INSTRUCTION:
Copy each line of the material below word for word, with nothing changed.

Bounding-box material
## Begin
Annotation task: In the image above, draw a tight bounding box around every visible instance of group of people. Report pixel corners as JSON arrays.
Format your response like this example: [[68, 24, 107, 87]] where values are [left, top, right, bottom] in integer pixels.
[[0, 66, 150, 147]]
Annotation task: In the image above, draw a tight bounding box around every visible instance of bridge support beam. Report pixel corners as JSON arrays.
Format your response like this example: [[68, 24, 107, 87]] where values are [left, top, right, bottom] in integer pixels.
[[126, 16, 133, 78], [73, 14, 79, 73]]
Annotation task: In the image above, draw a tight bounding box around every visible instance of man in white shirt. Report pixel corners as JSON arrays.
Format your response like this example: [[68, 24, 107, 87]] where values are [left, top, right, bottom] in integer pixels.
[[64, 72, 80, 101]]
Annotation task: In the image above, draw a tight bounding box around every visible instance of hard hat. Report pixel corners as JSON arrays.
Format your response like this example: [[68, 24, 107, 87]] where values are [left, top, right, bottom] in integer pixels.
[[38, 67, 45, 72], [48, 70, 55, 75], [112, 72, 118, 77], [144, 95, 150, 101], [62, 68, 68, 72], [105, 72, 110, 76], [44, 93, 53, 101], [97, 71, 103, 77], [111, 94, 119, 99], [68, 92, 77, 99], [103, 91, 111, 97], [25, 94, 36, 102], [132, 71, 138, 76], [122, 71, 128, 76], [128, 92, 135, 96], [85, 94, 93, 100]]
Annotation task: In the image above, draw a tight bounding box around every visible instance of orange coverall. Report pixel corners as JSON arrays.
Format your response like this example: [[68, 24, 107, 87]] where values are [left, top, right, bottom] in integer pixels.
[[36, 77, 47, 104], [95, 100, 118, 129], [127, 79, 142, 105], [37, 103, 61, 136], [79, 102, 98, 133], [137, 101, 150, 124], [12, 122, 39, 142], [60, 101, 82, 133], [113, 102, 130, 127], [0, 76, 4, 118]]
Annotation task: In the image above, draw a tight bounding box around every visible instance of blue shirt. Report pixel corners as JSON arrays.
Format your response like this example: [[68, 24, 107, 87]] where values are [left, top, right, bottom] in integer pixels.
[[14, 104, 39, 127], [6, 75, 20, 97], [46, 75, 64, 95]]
## End
OUTPUT OF THE TASK:
Annotation task: In the image above, draw a tight bounding box around every visible instance of group of people. Report pixel corners as JSON arrays.
Format your response like this example: [[68, 24, 107, 87]] where values are [left, top, right, bottom] in integer pixels.
[[0, 66, 150, 147]]
Annotation task: In the image above, draw a tight bounding box around every visible instance of bridge support beam. Report pixel corners as JSON arrays.
Format your response like this example: [[68, 24, 107, 87]] where values are [left, top, right, bottom] in integer pixels.
[[126, 16, 133, 78], [73, 14, 79, 73]]
Annotation task: In the image above, draw a tight bounding box around every visible instance of man in white shirt. Report pixel corners as JSON arrays.
Format your response like this example: [[68, 24, 107, 87]] where values are [left, top, right, bottom] in integer pixels.
[[64, 72, 80, 101]]
Annotation task: In the image above, draw a tight bounding box around every visible instance of hard hat. Report pixel corners as JSON arrays.
Format your response like this example: [[68, 24, 107, 87]] where values are [left, top, right, bottom] in integer pixels.
[[38, 67, 45, 72], [48, 70, 55, 75], [112, 72, 118, 77], [144, 95, 150, 101], [62, 68, 68, 72], [105, 72, 110, 76], [44, 93, 53, 101], [97, 71, 103, 77], [111, 94, 119, 99], [68, 92, 77, 99], [103, 91, 111, 97], [25, 94, 36, 102], [132, 71, 138, 76], [122, 71, 128, 76], [128, 92, 135, 96], [85, 94, 93, 100]]
Annotation task: In the image above, draw a tight bounding box around every visible instance of orange coverall. Report pixel corners as JSON arrays.
Format your response like this example: [[68, 24, 107, 87]] where values are [left, top, right, bottom] in integer pixels.
[[36, 77, 47, 104], [95, 100, 118, 129], [127, 79, 142, 105], [37, 103, 61, 136], [79, 102, 98, 133], [137, 101, 150, 124], [12, 122, 39, 142], [60, 101, 82, 133], [113, 102, 130, 127], [0, 76, 4, 118]]
Annotation task: In the image above, draw a tight bounding box around every visible instance of blue shirt. Report pixel corners as JSON arrays.
Format your response like this example: [[68, 24, 107, 87]] where values are [left, top, right, bottom] in integer pixels.
[[14, 104, 39, 127], [6, 75, 20, 97], [46, 75, 64, 95]]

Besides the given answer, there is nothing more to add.